# START OF DOCUMENT EXCERPT
We recur, then, to a consideration of the question freed from
this limitation. Are the products of a state, though intended for
exportation to another state and partially prepared for
Page 116 U. S. 525
that purpose by being deposited at a place or port of shipment
within the state, liable to be taxed like other property within the
state? Does the owner's state of mind in relation to the goods --
that is, his intent to export them, and his partial preparation to
do so -- exempt them from taxation? This is the precise question
for solution.
This question does not present the predicament of goods in
course of transportation through a state, though detained for a
time within the state by low water or other causes of delay, as was
the case of the logs cut in the State of Maine the tax on which was
abated by the Supreme Court of New Hampshire. Such goods are
already in the course of commercial transportation, and are clearly
under the protection of the Constitution. And so, we think, would
the goods in question be when actually started in the course of
transportation to another state or delivered to a carrier for such
transportation. There must be a point of time when they cease to be
governed exclusively by the domestic law and begin to be governed
and protected by the national law of commercial regulation, and
that moment seems to us to be a legitimate one for this purpose in
which they commence their final movement for transportation from
the state of their origin to that of their destination. When the
products of the farm or the forest are collected, and brought in
from the surrounding country to a town or station serving as an
entrepot for that particular region, whether on a river or a line
of railroad, such products are not yet exports; nor are they in
process of exportation; nor is exportation begun until they are
committed to the common carrier for transportation out of the state
to the state of their destination or have started on their ultimate
passage to that state. Until then, it is reasonable to regard them
as not only within the state of their origin, but as a part of the
general mass of property of that state, subject to its jurisdiction
and liable to taxation there if not taxed by reason of their being
intended for exportation, but taxed without any discrimination, in
the usual way and manner in which such property is taxed in the
state.
Of course they cannot be taxed as exports -- that is to say
Page 116 U. S. 526
they cannot be taxed by reason or because of their exportation
or intended exportation -- for that would amount to laying a duty
on exports, and would be a plain infraction of the Constitution,
which prohibits any state, without the consent of Congress, from
laying any imposts of duties on imports or exports, and, although
it has been decided,
Woodruff v.
# END OF DOCUMENT EXCERPT
WORK INSTRUCTIONS:
1: Answer these questions using the opinion on taxing goods meant for export to another state:
(a) In which state were the logs cut?
(b) Which court abated the tax on those logs?
(c) Until they reach what point do products gathered at a town or station remain part of the general mass of property of their home state?
2: In one to three sentences, explain why the opinion on taxing goods meant for export says such goods cannot be taxed as exports.
3: Carry on writing the opinion on taxing goods meant for export to another state, picking up from the point where the text stops.
# START OF SUPPLIED MATERIAL
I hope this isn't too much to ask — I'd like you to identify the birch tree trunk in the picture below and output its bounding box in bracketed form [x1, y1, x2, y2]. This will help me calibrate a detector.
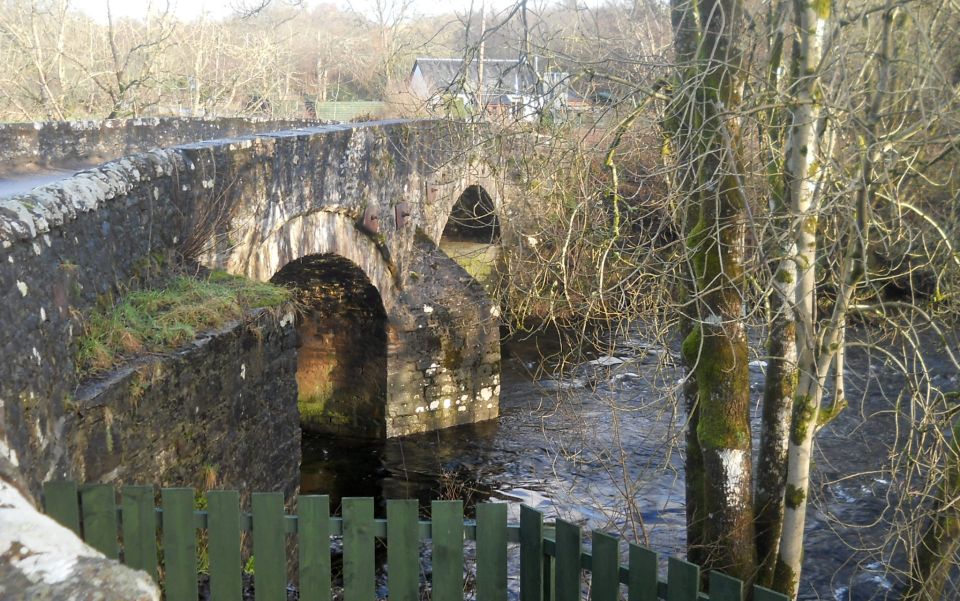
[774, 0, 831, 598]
# END OF SUPPLIED MATERIAL
# START OF SUPPLIED MATERIAL
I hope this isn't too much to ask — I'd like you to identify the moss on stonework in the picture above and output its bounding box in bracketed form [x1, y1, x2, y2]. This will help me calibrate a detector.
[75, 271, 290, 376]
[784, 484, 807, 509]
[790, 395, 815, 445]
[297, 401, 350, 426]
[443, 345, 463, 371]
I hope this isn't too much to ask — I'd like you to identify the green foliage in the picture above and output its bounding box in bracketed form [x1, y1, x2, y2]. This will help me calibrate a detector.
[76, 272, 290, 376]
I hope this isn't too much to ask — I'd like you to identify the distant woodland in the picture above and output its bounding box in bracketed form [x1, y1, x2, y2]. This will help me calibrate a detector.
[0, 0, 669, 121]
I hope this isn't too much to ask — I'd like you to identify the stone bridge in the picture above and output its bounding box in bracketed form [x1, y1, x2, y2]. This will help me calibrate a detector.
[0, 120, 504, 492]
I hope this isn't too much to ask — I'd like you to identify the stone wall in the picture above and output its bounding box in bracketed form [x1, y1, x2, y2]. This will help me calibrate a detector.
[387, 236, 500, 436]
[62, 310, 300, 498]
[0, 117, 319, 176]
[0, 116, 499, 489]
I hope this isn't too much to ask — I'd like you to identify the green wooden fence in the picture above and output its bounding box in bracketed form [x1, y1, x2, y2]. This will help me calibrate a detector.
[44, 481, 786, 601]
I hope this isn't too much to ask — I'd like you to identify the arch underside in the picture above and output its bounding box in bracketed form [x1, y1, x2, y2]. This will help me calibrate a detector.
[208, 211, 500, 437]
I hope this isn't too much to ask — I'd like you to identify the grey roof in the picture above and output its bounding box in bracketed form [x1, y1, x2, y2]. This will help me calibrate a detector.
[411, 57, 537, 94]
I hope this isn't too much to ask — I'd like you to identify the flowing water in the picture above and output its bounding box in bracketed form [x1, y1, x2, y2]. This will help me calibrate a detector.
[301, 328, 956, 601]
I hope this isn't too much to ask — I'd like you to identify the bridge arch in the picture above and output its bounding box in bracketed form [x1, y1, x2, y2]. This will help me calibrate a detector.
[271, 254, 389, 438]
# END OF SUPPLIED MATERIAL
EXERCISE RESULTS:
1:
(a) The logs were cut in the State of Maine.
(b) The Supreme Court of New Hampshire abated the tax.
(c) They remain part of the state's general mass of property until they are committed to the common carrier for transportation out of the state, or have started on their ultimate passage to the state of their destination.

2: Taxing goods because they are being exported, or are intended for export, would amount to laying a duty on exports. That would plainly violate the Constitution, which forbids any state to lay duties on imports or exports without the consent of Congress.

3:
Parham, 8 Wall. 123, that this clause relates to
imports from and exports to foreign countries, yet when such
imposts or duties are laid on imports or exports from one state to
another, it cannot be doubted that such an imposition would be a
regulation of commerce among the states, and therefore void as an
invasion of the exclusive power of Congress.
See Walling v.
Michigan, ante, 116 U. S. 446,
decided at the present term, and cases cited in the opinion in that
case. But if such goods are not taxed as exports, nor by reason of
their exportation, or intended exportation, but are taxed as part
of the general mass of property in the state at the regular period
of assessment for such property and in the usual manner, they not
being in course of transportation at the time, is there any valid
reason why they should not be taxed? Though intended for
exportation, they may never be exported -- the owner has a perfect
right to change his mind -- and until actually put in motion for
some place out of the state, or committed to the custody of a
carrier for transportation to such place, why may they not be
regarded as still remaining a part of the general mass of property
in the state? If assessed in an exceptional time or manner because
of their anticipated departure, they might well be considered as
taxed by reason of their exportation or intended exportation; but
if assessed in the usual way, when not under motion or shipment, we
do not see why the assessment may not be valid and binding.
The point of time when state jurisdiction over the commodities
of commerce begins and ends is not an easy matter to designate or
define, and yet it is highly important, both to the shipper and to
the state, that it should be clearly defined so as to avoid all
ambiguity or question. In regard to imports from foreign countries,
it was settled in the case of
Brown v.
Maryland, 12 Wheat. 419, that the state cannot
impose any tax or duty on
Page 116 U. S. 527
such goods so long as they remain the property of the importer
and continue in the original form or packages in which they were
imported, the right to sell without any restriction imposed by the
state being a necessary incident of the right to import without
such restriction. This rule was deemed to be the necessary result
of the prohibitory clause of the Constitution which declares that
no state shall lay any imposts or duties on imports or exports. The
law of Maryland, which was held to be repugnant to this clause,
required the payment of a license tax by all importers before they
were permitted to sell their goods. This law was also considered to
be an infringement of the clause which gives to Congress the power
to regulate commerce. This Court, as before stated, has since held
that goods transported from one state to another are not imports or
exports within the meaning of the prohibitory clause before
referred to, and it has also held that such goods, having arrived
at their place of destination, may be taxed in the state to which
they are carried, if taxed in the same manner as other goods are
taxed, and not by reason of their being brought into the state from
another state nor subjected in any way to unfavorable
discrimination.
Woodruff v.
Parham, 8 Wall. 123;
Brown v. Houston,
114 U. S. 622.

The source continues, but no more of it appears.